What this task involves. Give back the full material, exactly as it reads.

Stored items.
━━━━━━━━━━━━━━━━

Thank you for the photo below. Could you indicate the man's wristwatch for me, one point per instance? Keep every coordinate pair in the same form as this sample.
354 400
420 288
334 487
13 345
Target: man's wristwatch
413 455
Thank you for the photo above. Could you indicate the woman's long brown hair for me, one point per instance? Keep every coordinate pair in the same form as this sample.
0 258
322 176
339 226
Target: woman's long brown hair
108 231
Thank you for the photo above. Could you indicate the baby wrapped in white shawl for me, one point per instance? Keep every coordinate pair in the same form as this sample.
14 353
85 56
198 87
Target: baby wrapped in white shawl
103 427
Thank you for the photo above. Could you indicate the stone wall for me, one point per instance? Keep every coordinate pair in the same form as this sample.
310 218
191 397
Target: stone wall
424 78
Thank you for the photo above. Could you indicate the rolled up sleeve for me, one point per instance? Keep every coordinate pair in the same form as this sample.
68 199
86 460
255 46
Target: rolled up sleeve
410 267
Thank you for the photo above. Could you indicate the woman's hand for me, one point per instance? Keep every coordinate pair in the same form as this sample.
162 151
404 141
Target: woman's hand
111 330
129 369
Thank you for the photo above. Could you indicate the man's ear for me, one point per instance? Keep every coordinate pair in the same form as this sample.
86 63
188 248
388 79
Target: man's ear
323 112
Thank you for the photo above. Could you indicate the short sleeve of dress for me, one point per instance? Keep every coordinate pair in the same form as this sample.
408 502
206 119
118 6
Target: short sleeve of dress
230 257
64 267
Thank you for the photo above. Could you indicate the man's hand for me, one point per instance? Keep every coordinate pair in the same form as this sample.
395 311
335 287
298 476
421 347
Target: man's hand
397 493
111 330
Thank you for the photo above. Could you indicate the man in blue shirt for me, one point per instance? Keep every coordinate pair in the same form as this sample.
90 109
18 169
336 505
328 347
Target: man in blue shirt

━━━━━━━━━━━━━━━━

Solved exercise.
Thank you for the photo below. Could you indicate the man's wristwatch for me, one point per instance? Keep every coordinate pair in the same form as this sample.
354 400
420 288
334 487
13 345
Target: man's wristwatch
413 455
Thank you for the photo above. Could you indicate the woman's long brown hair for me, one point per instance? Keep every coordinate pair in the same form as this sample.
0 258
322 176
339 226
Target: woman's long brown hair
108 231
Thank you for the photo above. Could you indicate the baby wrapped in white shawl for me, one point per instance? Keep every coordinate pair in the same form as this sample.
14 353
85 56
198 87
Target: baby wrapped in white shawl
103 427
Thank you for the photo above. Could you indicate the stone wall for me, one point per instance? Keep every coordinate pair in the same form as this sample.
310 218
191 397
Target: stone wall
424 78
Thank you for the photo above. Could you indicate the rolled up sleeve for me, one point per instance? Keep every coordinate pair in the same form as this sample.
68 199
86 460
255 46
Target: rolled up sleeve
410 267
Thank you for the photo above. Could you indicate the woman's hand for me, one point per instance? Keep every coordinate pair in the same form as this sample.
162 151
404 141
Target: woman's hand
111 330
129 369
Thank you for the photo above. Could you indicate the man's ear for me, one point per instance? Keep every coordinate pair in the same form as this sample.
86 63
188 248
388 79
Target: man's ear
323 112
Thank you for the photo above. Could you indicate the short sleeve of dress for me, one point per instance? Keep every coordinate pair in the same form as this sample.
408 502
206 119
118 6
Target: short sleeve of dress
230 257
64 267
Thank you for the photo above. Could you indicate the man's hand for me, one point per instance? Keep every coordinate pair in the same form as this sample.
395 311
335 287
298 476
421 347
Target: man's hand
397 493
111 330
Thank you for the photo above. Could you indicate the man in blue shirt for me, one point per instance? Keep every coordinate pair in the same form as this sample.
90 109
18 169
336 505
328 347
Target: man in blue shirt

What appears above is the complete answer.